*INFORMATION SUPPLIED*
┌────────
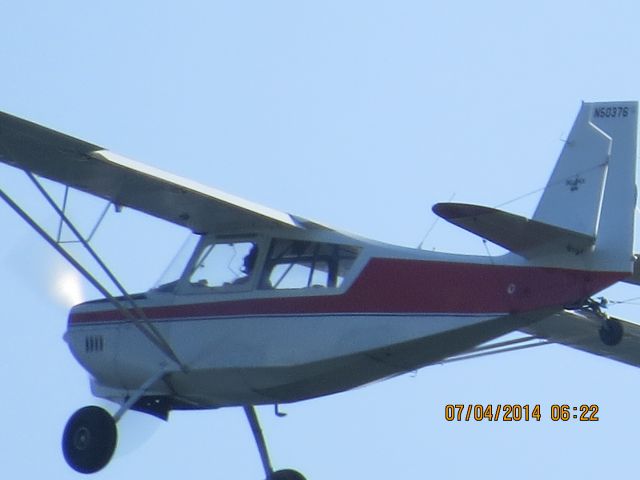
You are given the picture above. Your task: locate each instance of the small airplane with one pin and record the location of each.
└────────
┌────────
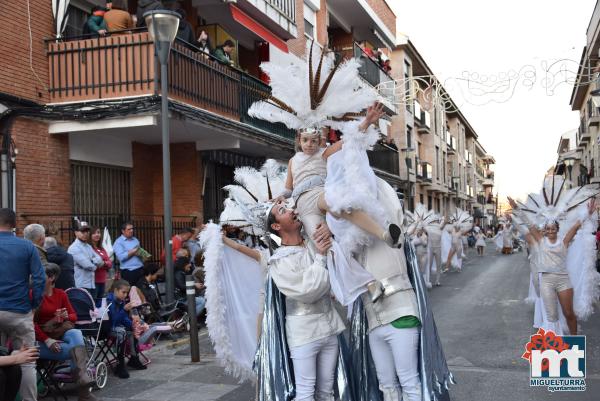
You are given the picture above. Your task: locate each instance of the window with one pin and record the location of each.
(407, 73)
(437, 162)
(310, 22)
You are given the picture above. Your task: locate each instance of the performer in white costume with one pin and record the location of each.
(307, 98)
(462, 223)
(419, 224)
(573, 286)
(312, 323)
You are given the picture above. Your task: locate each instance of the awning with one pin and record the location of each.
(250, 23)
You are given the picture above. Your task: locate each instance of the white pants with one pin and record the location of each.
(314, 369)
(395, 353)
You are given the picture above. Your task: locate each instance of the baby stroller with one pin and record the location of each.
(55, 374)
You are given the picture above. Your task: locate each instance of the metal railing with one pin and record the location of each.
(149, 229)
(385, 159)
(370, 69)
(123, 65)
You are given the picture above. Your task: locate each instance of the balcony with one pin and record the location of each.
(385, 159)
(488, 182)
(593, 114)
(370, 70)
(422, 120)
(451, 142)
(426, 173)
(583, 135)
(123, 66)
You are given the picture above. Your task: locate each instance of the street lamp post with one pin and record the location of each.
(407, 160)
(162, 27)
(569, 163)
└────────
*GOAL*
Find each line in the records above that contains the word "white" and copy those lines out in full.

*WORKED ANSWER*
You are given the picture above. Your task: locate each instance of the performer in white costume with one pin and record the location of each.
You are given the picture above. Your task: locate each instance of the white pants with one pin and record the location of each.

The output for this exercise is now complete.